[Record excerpts — start]

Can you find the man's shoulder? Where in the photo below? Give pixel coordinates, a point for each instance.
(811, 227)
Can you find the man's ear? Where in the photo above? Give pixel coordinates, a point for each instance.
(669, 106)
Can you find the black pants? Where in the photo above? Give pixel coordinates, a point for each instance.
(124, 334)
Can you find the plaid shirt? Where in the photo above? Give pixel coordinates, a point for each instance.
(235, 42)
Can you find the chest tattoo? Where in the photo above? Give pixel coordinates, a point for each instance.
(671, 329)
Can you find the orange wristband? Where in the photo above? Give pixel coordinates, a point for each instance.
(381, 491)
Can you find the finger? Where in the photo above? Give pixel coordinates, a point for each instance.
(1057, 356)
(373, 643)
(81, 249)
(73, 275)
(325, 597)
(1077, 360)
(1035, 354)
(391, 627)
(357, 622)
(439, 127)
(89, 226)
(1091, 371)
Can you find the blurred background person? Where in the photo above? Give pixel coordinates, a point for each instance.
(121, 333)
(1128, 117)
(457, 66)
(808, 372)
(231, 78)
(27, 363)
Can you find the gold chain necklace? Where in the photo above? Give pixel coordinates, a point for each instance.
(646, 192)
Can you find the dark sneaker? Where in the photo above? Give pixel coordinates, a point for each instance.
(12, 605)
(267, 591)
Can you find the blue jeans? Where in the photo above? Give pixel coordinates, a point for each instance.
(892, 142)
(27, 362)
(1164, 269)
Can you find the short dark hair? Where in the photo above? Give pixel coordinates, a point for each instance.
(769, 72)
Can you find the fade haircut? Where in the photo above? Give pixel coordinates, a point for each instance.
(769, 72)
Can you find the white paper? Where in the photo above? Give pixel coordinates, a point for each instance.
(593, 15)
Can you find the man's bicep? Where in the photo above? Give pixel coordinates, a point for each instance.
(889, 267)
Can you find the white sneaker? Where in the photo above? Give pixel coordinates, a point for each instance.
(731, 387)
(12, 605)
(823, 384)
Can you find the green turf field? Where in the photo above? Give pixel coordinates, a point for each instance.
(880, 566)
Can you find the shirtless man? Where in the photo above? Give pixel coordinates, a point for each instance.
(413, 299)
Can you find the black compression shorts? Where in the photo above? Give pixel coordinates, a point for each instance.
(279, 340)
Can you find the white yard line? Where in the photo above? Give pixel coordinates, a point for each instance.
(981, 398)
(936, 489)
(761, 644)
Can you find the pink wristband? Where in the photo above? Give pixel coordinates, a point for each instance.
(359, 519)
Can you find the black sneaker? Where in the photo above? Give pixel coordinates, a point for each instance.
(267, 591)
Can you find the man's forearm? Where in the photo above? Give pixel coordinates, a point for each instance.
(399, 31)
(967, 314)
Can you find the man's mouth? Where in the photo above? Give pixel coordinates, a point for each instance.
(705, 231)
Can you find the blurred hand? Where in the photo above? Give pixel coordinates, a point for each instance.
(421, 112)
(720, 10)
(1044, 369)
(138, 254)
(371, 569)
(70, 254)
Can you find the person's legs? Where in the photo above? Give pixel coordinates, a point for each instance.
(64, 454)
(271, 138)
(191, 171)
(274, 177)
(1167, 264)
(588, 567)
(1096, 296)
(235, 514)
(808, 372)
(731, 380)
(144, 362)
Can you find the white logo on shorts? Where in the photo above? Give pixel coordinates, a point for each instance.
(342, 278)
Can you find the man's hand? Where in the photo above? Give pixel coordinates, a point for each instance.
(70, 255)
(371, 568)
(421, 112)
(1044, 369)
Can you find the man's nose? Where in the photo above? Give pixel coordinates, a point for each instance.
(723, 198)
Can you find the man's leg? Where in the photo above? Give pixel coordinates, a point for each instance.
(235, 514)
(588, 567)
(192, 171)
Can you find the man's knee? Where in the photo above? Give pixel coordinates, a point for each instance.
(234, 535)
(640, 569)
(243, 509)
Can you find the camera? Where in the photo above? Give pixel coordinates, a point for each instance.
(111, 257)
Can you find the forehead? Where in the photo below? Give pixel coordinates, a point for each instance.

[Record excerpts — finish]

• [Directions for this task]:
Reproduce all the records shown above, unchanged.

• [Finished exercise]:
Can you find the man's shoulder? Where in the photo below? Give pixel coordinates, a point for each instance.
(811, 227)
Can you find the man's ear? Where in the photo above? Give pixel coordinates, a point for each instance.
(669, 106)
Can you find the black pants? Where in the photo above? Give pixel coordinates, a point for each instance.
(124, 334)
Can you find the plaid shirt? Where in the photo above? Give pixel coordinates, a point for each instance.
(235, 42)
Can you find the chest tattoo? Where in the photo above? Give pixel coordinates, a point for each instance.
(671, 329)
Can you find the orange wristband? Where in the photo above? Give pixel coordinates, a point for each instance.
(381, 491)
Can you find the finger? Where in the photo above? Give pixel coordinates, a point for each instance.
(1057, 356)
(373, 643)
(81, 249)
(73, 275)
(325, 597)
(1077, 360)
(1035, 354)
(391, 627)
(357, 622)
(439, 127)
(89, 226)
(1091, 371)
Can you find the blurred background person? Where in the photo above? Give pixel coordinates, a point for each instance.
(121, 333)
(1128, 117)
(457, 66)
(808, 372)
(231, 78)
(27, 363)
Can you find the gold chain necklace? Where in the photo above? Give pixel coordinates, a point for each instance.
(646, 192)
Can you find the dark sneaker? Where in the photo above? Give pixel coordinates, a point for each instance.
(12, 605)
(267, 591)
Can you find the blue jeans? Where in the photo above? Give pixel coordinates, a point for each instance.
(892, 142)
(27, 362)
(1164, 269)
Can you find the short dark hair? Where in the photo above? Give pixel coordinates, a point for each instance.
(769, 72)
Can you find the fade haircut? Where in the photo above? Give pixel coordinates, a point for each instance.
(769, 72)
Can you find the white paper? Where in the photo above? Give pixel coordinates, a point for each instance.
(593, 15)
Can you find the man's bicep? Where in the photo above? Give pixel coordinates, a point for each instance.
(889, 267)
Can you find the white sneaker? Where in the photo above? Give pixel coordinates, a point for each instance.
(731, 387)
(12, 605)
(823, 384)
Can you find the green turf field? Where in the photo above? Give pixel coordinates, a point for each instance.
(880, 566)
Can you find the shirtless man? Where in the photo above? Give pixel coordinates, a point for each instance.
(413, 299)
Can you find the black compression shorts? Where in the photo above? Give pixel coordinates, a point for each instance.
(279, 340)
Can you find the white yard line? Where in the photo above? Give pixel coordinates, a point for each instance.
(981, 398)
(936, 489)
(761, 644)
Can you find the pink wristband? Where in the photo above? Give pixel coordinates, a point for each instance.
(359, 519)
Can you find the black sneaker? Where in the photo above? Give pixel coordinates, a point for each instance.
(267, 591)
Can you find the man's forearm? Where in the photo above? Give pixel coordinates, a point for each instance.
(399, 31)
(967, 314)
Can you find the man's mouth? Where in the photo above? Give pixel coordinates, a point for each instance.
(705, 231)
Can you find the blurred hand? Where in the photo above? Give pixel coordinates, a point for each instance.
(421, 112)
(720, 10)
(1044, 369)
(138, 254)
(371, 569)
(70, 254)
Can you find the person's legs? Where in the photo above? Give pixel coordinates, a point for each instance.
(64, 454)
(271, 138)
(191, 171)
(274, 177)
(1167, 264)
(588, 567)
(1096, 296)
(235, 514)
(808, 372)
(731, 380)
(144, 362)
Can you find the white logo on shorts? Where in the photo above? Give pixel coordinates, a point for each instance.
(342, 278)
Can you find the man's hand? Where in the photo above? Give pixel coordinates, a point for each instance.
(70, 255)
(371, 568)
(421, 112)
(1044, 369)
Can you find the man's nose? Where in the photo above? Give pixel coordinates, a point for each instance.
(723, 198)
Can you find the man's leg? Where in the photo above? Give pixel coordinates, a point for each instance.
(235, 514)
(588, 567)
(192, 171)
Can you find the man's knee? Where in the photo above? Give pixel coordinates, a point for each instance.
(234, 535)
(640, 569)
(243, 509)
Can you find the camera? Where in the photo above? Give pixel coordinates, a point for each instance.
(111, 257)
Can you find the forehead? Where in the photo below? Give pixel coordinates, a point for each instance.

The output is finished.